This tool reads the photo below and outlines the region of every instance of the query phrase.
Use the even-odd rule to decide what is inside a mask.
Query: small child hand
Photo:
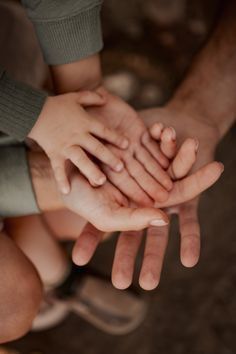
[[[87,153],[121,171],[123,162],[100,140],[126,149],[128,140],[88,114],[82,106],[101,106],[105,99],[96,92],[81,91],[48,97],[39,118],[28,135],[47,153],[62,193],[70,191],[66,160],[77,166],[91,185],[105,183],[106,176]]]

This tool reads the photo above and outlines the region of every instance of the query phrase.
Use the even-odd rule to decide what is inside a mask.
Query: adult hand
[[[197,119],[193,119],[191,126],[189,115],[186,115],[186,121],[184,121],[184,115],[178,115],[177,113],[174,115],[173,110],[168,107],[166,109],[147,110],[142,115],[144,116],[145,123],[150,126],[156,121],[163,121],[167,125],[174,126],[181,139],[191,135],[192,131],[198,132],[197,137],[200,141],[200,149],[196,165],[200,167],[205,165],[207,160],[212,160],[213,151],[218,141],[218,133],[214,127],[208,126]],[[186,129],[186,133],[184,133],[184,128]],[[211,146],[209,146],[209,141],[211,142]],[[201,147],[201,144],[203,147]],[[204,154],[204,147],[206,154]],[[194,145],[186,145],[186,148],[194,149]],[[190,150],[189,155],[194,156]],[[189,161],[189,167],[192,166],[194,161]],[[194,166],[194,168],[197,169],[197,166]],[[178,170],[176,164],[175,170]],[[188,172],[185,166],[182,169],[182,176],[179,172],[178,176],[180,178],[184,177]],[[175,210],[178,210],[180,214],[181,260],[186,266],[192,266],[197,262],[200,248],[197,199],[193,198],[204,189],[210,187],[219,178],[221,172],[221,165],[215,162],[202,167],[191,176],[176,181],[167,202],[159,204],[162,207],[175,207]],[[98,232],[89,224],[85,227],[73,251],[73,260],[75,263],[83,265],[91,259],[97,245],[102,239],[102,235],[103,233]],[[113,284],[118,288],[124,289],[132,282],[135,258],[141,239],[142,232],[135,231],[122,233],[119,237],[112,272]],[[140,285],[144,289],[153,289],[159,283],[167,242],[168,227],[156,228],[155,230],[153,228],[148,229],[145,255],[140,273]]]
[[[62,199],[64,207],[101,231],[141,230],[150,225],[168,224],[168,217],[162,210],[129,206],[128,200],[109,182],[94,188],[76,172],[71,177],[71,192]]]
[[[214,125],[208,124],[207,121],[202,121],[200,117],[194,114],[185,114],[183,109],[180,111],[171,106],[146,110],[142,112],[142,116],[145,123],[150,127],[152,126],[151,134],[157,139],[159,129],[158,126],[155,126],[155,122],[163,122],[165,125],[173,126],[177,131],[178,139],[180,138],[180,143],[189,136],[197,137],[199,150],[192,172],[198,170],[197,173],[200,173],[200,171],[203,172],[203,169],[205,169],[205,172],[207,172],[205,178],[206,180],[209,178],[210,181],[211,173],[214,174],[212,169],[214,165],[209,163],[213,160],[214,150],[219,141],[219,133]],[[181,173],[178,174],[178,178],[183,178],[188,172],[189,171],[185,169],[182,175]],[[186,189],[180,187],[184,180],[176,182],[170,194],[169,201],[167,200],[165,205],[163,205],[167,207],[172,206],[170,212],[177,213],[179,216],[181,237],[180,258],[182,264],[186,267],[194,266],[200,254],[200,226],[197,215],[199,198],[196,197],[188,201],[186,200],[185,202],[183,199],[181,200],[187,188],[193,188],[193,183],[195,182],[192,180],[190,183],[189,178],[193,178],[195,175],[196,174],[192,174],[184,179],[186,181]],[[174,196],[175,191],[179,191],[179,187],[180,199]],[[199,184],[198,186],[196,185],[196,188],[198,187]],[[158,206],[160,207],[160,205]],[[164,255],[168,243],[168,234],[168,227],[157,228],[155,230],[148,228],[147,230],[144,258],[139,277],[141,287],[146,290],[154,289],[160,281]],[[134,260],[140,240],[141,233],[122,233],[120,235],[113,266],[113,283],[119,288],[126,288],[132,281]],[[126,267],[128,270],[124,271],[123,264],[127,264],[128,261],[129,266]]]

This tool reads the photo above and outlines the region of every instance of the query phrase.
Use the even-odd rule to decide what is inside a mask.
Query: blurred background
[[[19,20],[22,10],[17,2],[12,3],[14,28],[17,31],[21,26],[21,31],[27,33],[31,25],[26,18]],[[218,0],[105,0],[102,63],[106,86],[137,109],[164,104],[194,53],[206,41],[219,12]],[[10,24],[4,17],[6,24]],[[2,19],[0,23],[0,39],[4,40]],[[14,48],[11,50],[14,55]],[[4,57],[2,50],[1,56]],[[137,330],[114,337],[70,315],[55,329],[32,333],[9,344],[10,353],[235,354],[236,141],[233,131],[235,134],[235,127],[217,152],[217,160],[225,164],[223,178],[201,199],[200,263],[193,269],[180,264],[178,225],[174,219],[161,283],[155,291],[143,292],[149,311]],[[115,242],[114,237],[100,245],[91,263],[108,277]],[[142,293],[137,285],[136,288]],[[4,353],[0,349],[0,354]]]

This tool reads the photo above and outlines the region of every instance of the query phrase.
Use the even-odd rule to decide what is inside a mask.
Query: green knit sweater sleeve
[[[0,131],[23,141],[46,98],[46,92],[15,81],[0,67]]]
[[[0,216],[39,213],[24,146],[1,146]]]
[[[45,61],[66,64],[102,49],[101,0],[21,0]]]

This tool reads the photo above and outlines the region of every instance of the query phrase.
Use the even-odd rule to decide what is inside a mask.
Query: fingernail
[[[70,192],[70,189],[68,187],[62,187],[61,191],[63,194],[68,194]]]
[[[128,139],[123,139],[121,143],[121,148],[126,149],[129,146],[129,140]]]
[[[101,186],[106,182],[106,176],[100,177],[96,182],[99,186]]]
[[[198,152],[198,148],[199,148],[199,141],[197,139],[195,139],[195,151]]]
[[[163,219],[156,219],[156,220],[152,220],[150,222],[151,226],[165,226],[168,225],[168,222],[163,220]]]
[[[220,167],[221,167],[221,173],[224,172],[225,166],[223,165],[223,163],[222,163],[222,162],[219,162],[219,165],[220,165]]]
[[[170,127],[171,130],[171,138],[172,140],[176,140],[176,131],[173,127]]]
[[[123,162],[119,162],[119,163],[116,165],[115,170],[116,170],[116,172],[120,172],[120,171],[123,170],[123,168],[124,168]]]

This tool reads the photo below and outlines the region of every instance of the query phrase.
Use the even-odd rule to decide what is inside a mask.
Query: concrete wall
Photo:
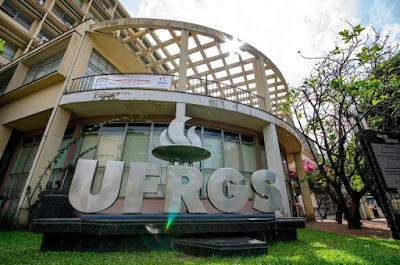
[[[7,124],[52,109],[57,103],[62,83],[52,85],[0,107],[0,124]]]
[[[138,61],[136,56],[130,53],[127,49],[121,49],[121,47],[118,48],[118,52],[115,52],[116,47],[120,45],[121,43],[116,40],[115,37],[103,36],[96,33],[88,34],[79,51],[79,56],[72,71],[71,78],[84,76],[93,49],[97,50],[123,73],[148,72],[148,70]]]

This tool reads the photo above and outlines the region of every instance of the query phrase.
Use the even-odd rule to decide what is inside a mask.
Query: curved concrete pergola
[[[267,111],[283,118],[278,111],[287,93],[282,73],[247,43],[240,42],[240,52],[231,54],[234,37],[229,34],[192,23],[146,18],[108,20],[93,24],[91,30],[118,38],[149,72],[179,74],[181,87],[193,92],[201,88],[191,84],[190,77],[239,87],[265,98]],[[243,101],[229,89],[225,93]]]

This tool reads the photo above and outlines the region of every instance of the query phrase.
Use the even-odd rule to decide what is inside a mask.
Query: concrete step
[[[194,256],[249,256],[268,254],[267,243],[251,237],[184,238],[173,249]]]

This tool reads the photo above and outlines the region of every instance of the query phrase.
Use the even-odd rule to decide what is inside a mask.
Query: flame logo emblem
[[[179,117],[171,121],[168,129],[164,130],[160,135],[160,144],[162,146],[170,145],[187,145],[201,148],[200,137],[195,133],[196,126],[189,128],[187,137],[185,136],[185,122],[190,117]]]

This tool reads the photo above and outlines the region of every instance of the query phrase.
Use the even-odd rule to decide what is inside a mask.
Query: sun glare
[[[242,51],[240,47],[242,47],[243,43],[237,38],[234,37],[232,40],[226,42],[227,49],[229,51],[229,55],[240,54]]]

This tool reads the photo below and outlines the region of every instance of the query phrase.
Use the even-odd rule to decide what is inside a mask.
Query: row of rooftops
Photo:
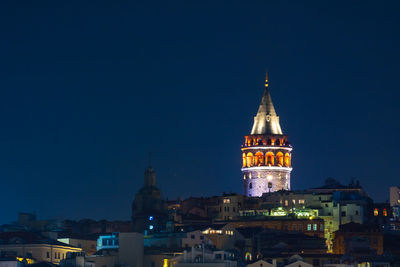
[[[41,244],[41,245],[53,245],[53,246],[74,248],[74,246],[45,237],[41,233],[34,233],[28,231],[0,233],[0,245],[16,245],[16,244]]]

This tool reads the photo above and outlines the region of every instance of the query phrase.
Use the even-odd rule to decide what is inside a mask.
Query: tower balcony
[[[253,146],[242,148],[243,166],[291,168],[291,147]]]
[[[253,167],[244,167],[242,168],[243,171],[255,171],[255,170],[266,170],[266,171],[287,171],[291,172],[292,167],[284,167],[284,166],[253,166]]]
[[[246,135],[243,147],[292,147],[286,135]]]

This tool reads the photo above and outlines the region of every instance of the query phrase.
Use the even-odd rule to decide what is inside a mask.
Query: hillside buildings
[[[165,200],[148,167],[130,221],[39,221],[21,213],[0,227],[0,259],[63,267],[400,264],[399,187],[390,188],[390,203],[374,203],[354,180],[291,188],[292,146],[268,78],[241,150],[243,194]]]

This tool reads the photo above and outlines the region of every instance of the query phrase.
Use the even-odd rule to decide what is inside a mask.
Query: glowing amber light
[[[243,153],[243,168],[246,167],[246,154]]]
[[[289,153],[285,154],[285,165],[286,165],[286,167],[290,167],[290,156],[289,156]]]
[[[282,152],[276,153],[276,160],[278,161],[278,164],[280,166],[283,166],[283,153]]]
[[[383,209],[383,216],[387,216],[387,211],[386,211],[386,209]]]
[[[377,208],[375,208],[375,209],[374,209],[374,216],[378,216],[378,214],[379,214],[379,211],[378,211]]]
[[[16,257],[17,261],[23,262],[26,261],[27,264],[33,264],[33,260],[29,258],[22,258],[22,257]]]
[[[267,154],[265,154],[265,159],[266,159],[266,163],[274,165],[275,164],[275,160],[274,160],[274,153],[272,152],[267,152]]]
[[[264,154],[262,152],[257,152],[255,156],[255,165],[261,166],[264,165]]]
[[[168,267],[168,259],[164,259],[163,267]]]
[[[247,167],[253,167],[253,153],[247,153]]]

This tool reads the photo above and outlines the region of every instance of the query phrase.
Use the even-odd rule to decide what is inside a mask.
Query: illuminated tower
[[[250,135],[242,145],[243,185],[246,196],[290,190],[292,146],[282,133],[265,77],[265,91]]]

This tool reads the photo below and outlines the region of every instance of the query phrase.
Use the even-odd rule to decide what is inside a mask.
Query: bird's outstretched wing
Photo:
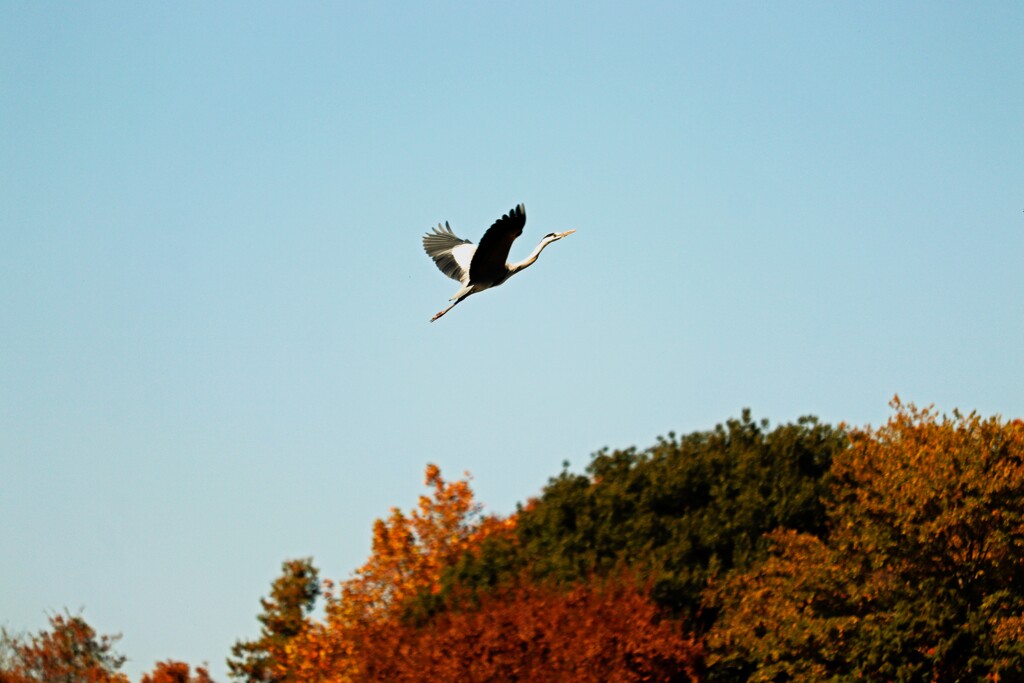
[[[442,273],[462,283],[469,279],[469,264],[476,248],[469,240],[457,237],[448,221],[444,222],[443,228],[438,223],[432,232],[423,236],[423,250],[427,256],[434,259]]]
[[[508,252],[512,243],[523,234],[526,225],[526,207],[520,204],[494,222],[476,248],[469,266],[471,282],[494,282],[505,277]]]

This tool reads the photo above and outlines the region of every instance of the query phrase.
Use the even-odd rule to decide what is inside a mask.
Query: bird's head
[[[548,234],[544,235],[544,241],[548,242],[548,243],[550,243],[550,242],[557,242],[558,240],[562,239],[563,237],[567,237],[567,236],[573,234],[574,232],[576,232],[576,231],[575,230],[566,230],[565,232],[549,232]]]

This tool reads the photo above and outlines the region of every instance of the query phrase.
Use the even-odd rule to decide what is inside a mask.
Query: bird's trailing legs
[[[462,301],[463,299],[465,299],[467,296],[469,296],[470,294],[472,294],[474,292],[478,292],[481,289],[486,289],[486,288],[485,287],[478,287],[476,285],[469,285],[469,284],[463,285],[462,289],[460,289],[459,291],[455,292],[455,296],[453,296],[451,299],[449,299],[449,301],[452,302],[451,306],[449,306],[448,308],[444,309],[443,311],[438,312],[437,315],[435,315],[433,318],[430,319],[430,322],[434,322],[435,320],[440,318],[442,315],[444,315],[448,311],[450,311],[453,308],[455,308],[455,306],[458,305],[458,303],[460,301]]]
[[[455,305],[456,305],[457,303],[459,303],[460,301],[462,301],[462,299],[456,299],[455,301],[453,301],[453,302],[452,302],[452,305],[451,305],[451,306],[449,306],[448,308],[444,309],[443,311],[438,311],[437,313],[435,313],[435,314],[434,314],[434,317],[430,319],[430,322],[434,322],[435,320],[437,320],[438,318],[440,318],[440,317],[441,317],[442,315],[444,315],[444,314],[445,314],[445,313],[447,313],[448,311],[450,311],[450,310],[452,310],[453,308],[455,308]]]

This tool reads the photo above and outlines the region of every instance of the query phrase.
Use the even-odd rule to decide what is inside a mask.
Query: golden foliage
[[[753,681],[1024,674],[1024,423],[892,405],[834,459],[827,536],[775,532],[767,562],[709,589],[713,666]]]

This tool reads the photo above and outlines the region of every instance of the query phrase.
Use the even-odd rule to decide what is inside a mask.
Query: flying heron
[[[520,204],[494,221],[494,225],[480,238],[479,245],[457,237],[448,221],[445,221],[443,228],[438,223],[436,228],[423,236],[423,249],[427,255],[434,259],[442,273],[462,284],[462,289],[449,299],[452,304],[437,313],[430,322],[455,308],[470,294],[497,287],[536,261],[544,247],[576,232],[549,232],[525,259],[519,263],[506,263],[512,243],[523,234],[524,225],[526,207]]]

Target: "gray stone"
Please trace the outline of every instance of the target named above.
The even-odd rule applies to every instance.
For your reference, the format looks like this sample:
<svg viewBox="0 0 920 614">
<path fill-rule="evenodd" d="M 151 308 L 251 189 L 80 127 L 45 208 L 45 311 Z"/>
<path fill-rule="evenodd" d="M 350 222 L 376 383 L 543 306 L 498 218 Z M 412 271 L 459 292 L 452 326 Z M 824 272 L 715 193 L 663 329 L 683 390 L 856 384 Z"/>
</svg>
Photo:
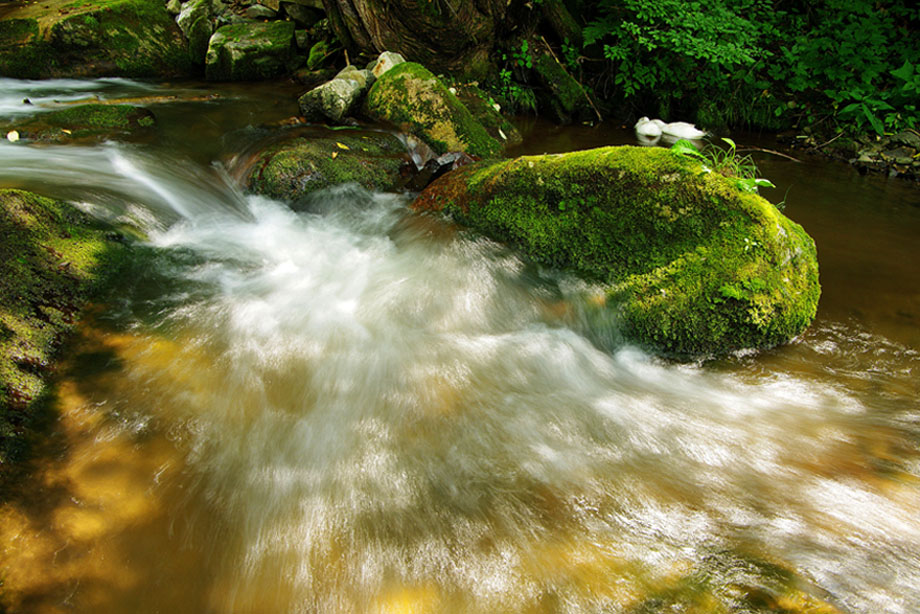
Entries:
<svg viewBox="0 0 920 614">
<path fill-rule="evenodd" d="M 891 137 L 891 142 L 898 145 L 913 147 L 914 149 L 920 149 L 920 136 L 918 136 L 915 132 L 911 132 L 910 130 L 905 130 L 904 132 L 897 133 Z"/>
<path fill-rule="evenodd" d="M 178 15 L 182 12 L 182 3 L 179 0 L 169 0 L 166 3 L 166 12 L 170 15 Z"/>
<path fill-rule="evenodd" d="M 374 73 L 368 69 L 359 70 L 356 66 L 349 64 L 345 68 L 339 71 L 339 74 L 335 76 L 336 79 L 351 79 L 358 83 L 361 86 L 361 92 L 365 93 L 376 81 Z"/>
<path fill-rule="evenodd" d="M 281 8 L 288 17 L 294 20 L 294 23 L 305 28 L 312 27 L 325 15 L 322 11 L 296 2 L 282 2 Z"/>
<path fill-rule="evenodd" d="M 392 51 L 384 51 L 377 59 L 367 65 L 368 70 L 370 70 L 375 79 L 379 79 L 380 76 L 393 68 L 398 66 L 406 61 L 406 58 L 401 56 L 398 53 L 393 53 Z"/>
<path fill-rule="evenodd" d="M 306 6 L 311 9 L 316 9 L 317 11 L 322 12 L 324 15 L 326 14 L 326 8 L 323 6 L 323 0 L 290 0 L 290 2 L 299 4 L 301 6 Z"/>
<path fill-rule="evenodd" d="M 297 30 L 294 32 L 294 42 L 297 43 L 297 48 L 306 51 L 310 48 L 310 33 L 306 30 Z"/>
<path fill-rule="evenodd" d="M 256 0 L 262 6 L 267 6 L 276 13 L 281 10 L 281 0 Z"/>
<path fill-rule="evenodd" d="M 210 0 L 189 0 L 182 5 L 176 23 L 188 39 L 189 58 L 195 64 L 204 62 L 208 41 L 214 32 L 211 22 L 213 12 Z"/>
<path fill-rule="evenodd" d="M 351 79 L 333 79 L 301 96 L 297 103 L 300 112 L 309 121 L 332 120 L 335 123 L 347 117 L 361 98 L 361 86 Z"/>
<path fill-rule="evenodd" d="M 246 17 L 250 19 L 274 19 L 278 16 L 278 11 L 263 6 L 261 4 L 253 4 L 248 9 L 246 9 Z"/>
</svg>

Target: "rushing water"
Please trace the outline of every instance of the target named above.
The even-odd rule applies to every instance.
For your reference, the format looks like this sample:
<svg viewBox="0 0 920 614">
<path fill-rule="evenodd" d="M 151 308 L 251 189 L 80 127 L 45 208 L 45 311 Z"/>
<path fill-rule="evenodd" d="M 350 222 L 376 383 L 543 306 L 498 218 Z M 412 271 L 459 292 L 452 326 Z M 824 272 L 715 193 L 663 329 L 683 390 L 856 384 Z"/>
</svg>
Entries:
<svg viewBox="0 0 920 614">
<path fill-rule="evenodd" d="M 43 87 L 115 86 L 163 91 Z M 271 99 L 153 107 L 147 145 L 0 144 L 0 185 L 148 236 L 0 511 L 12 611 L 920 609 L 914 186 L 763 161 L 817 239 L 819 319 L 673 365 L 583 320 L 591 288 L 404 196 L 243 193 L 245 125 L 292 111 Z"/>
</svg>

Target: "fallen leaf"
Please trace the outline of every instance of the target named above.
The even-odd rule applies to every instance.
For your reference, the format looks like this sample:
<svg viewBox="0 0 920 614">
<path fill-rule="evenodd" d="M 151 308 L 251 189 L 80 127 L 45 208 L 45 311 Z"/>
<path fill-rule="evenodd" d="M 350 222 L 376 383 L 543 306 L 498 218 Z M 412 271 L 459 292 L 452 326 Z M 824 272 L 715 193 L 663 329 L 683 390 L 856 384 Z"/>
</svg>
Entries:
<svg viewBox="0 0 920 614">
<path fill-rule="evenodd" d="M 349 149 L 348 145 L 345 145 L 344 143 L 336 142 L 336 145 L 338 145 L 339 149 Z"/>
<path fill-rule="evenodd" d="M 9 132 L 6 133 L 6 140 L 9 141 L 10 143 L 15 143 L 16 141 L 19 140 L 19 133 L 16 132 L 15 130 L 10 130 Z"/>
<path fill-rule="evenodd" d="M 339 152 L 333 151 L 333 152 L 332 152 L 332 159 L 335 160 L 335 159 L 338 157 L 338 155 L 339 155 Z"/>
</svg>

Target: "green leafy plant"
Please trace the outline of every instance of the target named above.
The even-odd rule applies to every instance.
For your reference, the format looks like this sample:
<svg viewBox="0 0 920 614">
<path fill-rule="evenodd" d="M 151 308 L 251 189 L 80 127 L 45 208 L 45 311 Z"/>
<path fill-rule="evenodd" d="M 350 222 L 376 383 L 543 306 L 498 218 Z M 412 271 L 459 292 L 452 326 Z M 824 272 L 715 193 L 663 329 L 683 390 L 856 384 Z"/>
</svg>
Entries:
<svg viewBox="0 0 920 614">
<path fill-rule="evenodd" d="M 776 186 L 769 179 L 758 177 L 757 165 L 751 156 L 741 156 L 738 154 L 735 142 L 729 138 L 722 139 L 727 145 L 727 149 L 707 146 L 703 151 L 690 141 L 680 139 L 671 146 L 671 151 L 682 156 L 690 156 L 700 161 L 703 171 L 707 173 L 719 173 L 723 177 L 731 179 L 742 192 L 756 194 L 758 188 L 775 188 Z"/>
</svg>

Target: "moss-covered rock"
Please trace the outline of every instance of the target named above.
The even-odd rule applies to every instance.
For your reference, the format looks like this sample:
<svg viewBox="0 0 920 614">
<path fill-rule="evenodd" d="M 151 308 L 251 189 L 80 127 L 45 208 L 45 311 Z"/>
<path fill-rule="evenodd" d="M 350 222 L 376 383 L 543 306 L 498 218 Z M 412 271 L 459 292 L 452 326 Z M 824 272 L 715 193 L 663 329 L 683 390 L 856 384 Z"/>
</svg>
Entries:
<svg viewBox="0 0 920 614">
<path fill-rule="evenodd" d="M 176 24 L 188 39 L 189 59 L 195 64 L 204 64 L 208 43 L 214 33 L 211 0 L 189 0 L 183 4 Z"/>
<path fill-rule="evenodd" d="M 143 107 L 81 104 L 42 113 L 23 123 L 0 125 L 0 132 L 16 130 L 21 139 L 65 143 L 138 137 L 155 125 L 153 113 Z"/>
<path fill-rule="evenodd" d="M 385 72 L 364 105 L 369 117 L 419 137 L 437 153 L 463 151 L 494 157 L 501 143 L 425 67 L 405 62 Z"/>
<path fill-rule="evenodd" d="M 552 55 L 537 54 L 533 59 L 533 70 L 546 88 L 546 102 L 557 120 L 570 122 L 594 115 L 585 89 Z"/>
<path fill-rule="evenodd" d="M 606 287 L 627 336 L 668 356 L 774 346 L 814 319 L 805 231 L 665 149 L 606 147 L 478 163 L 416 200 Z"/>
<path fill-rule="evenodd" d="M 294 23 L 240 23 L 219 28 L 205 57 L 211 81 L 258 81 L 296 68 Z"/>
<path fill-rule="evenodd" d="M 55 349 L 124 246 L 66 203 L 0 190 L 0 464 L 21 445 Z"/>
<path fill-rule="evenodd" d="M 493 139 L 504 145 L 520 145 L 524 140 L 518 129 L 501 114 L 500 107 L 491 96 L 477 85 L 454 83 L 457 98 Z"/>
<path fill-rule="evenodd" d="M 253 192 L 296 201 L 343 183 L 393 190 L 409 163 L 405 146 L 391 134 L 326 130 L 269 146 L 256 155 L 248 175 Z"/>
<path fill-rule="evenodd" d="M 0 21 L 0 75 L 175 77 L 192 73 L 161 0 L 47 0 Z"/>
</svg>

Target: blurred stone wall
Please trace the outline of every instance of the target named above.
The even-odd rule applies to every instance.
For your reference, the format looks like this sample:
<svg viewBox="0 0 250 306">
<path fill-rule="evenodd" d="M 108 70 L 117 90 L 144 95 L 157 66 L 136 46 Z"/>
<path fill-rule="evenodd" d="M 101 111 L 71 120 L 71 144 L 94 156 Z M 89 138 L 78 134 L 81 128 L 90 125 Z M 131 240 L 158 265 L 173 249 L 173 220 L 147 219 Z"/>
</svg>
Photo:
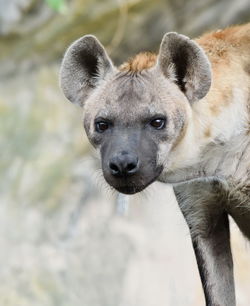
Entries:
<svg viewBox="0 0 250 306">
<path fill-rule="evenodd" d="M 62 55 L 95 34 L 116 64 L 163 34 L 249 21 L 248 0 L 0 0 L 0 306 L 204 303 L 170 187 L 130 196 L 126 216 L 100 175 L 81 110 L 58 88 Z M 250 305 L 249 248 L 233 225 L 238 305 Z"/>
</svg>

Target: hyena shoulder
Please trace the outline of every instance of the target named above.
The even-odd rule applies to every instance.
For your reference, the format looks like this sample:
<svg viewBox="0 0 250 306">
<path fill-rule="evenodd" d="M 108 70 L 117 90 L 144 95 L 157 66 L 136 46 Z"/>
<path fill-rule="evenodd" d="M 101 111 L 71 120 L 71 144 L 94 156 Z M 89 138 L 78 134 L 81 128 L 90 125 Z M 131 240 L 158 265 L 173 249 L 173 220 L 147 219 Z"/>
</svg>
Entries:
|---|
-- PROBLEM DESCRIPTION --
Start at the first line of the entries and stop at the line that contains "Query: small child hand". Repeat every line in that span exactly, and nothing beyond it.

-- EXPECTED ANSWER --
This tool reads the photo below and outlines the region of every instance of the query phrase.
Use the even-odd rule to decide what is inside a mask.
Query: small child hand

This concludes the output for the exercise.